*The exercise*: Your task is to copy the listing exactly, with the pictures left out.

(Stored data)
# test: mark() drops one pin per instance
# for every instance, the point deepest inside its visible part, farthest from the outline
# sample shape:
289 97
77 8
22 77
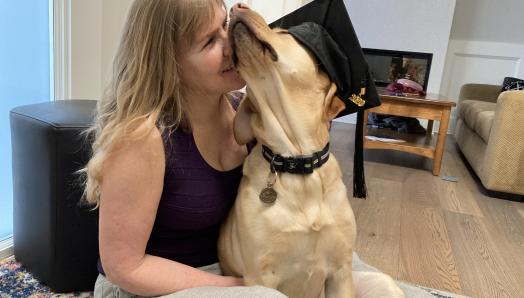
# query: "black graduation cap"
324 27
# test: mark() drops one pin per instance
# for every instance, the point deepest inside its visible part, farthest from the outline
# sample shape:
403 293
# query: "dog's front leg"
340 284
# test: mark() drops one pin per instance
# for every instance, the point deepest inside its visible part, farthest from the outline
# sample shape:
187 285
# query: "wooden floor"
419 228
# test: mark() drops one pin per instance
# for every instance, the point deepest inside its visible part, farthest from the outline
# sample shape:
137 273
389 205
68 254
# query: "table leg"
365 124
441 141
429 129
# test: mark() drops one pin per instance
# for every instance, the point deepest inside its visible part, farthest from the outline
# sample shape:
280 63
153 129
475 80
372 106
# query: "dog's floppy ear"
332 103
242 122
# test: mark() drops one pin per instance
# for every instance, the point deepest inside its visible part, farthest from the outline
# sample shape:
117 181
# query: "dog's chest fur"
307 234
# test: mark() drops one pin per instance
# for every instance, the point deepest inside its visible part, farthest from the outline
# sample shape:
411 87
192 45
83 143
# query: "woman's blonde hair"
146 84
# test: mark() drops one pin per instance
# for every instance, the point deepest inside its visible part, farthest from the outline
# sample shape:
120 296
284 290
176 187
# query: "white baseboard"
6 248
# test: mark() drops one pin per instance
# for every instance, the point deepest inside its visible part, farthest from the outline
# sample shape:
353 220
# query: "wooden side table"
431 106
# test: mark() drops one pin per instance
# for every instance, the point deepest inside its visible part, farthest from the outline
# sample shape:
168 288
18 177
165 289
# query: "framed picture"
386 66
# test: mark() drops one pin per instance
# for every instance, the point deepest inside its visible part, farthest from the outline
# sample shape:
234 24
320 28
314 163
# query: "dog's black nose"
238 8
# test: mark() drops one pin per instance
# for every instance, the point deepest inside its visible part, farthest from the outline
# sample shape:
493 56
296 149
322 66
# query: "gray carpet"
410 290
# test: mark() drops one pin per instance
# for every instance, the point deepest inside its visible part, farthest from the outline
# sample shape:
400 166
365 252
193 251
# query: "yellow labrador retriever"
299 238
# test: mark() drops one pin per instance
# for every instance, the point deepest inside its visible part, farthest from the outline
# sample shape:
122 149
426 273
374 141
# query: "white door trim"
61 53
6 248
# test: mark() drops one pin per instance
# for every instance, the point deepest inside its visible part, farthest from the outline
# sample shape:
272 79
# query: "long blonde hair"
146 84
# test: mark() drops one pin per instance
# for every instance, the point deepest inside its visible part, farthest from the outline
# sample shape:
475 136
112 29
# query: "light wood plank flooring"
421 229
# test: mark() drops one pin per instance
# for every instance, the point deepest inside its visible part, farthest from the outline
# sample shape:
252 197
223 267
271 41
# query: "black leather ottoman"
54 237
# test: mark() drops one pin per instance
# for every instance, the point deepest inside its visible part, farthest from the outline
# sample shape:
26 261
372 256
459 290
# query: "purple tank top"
196 198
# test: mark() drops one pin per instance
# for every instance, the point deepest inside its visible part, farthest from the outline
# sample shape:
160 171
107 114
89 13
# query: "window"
25 78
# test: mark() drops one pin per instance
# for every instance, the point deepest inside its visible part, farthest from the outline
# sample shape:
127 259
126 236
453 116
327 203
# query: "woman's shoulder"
235 97
144 137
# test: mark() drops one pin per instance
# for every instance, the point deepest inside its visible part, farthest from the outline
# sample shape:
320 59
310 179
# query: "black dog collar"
301 164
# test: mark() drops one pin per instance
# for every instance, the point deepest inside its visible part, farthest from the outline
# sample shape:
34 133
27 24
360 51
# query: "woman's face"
207 64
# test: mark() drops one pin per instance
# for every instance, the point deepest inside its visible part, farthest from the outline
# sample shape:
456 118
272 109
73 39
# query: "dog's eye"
210 42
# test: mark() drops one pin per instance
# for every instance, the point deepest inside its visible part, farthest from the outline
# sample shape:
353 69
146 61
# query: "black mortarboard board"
324 27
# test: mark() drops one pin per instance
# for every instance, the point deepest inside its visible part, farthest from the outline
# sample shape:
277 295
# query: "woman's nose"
228 51
238 8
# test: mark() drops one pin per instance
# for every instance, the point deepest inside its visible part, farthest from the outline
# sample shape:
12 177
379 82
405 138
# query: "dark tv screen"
386 66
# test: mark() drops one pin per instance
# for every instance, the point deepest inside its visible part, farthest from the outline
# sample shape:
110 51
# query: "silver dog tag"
268 195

*Full output*:
# test: mark() drops one pin per instance
# for every instance, the point deepest inside its visible part, farthest from the outline
# sample shape:
289 97
77 8
22 77
# query: "black graduation cap"
324 27
# test: mark() drops one pin per instance
# for every instance, the point deepest inside its visible part, farthest from the outline
# sample shape:
403 293
# query: "dog's front leg"
340 284
# test: mark() drops one pin per instance
# for every instance, the point deepest inside its visible part, farthest from the outline
# sample shape:
187 285
# query: "wooden floor"
419 228
# test: mark() drops one pin per instance
# for every instance, the point deepest inside its visible part, farthest from the outline
# sample shape:
137 273
389 205
68 254
# query: "table leg"
365 124
441 141
429 129
# test: mark() drops one pin per instance
# for every instance, the point deepest inside its visible part, farthest from the outline
# sample shape:
280 63
153 129
475 80
372 106
# query: "dog's floppy ear"
332 103
242 122
# test: mark() drops one pin per instance
# for every instance, the point deepest inside its visible part, farthest from the outline
# sample shape:
117 181
# query: "dog's chest fur"
307 234
# test: mark() drops one pin per instance
# for every instance, the point deepest inside its visible part, farthest from the outline
# sample shape:
411 87
192 45
83 143
# query: "woman's blonde hair"
146 84
# test: mark() drops one pin per instance
# for every instance, the point deepest inside its visible part, farthest from the outline
# sample shape:
120 296
284 290
176 187
# query: "white baseboard"
6 248
# test: mark() drops one pin per instance
# for every instance, the point deepest inside its visible part, farthest from the outline
# sample shape:
353 220
# query: "wooden side table"
431 106
# test: mark() drops one pin per instance
# for every instance, the point deepest inside its visible part, farthest from the outline
# sample shape:
168 288
18 177
165 289
# query: "framed picture"
386 66
# test: mark() drops one pin per instance
# for every instance, the point deepest inside its visible part, farthest from the outline
# sample shape:
234 24
320 28
314 163
# query: "dog's black nose"
238 8
# test: mark() drops one pin per instance
# for every instance, the point deepest inside its visible part, farthest from the outline
# sample shape:
493 56
296 149
322 66
# query: "gray carpet"
410 290
# test: mark() drops one pin per instance
# for every instance, the point deepest inside its visible part, farthest from the outline
# sample shape:
400 166
365 252
193 251
# query: "yellow labrador retriever"
299 238
# test: mark() drops one pin per instance
# for every instance, the point deepest inside its visible part, farthest from the outline
# sample shape:
122 149
426 273
374 141
# query: "white door trim"
61 53
6 248
# test: mark() drops one pin per instance
# for every instance, the point deepest inside its visible part, farthest from the outline
# sample shape:
272 79
# query: "long blonde hair"
146 84
# test: mark() drops one pin per instance
# for every instance, the point deepest inside its visible part, farthest from the outline
# sample shape:
475 136
112 29
# query: "light wood plank flooring"
421 229
# test: mark() drops one pin per instance
# for every instance, the point deepest inside its visible part, farthest from the outline
# sample shape:
252 197
223 267
271 41
# query: "black leather ottoman"
54 237
# test: mark() drops one pin per instance
# for every instance, the point deepest inside its visible part, farthest from the outline
# sample shape:
26 261
372 256
459 290
# query: "purple tank top"
196 198
# test: mark() drops one pin per instance
# for every instance, the point deepest inside its visible part, farthest from the outline
# sample shape:
160 171
107 114
89 13
# query: "window"
25 78
# test: mark() drops one pin per instance
# for every instance, the point deepest inside its visible part, farthest from the outline
# sample shape:
127 259
126 236
453 116
327 203
# query: "woman's shoulder"
235 97
144 137
# test: mark() drops one pin per instance
# for every instance, the point deepest inside its visible part, farthest from the outline
# sample shape:
320 59
310 179
# query: "black dog collar"
301 164
# test: mark() drops one pin per instance
# for every instance, the point deepest inside its visible part, farthest from the outline
# sample shape:
34 133
27 24
360 51
# query: "woman's face"
207 64
# test: mark() drops one pin per instance
# for every instance, the point deepest inside its visible part, farthest from the outline
# sample shape:
456 118
272 109
73 39
# query: "dog's eye"
210 42
# test: mark() drops one pin per instance
# for every instance, the point deepest inside its visible part, farthest from the outline
# sample shape:
353 69
146 61
# query: "black mortarboard board"
324 27
# test: mark() drops one pin per instance
# for every instance, the point deepest inside its visible part, farthest from the outline
# sample shape:
277 295
# query: "woman's nose"
228 51
238 8
# test: mark() drops one pin per instance
# for every instance, the point deepest inside its visible part, farthest from the outline
# sample shape:
12 177
379 82
405 138
# query: "dark tv screen"
386 66
# test: mark() drops one pin per instance
# for every instance, the point deepest inside its visible part, farthest from the outline
# sample shape:
110 51
# query: "silver dog tag"
268 195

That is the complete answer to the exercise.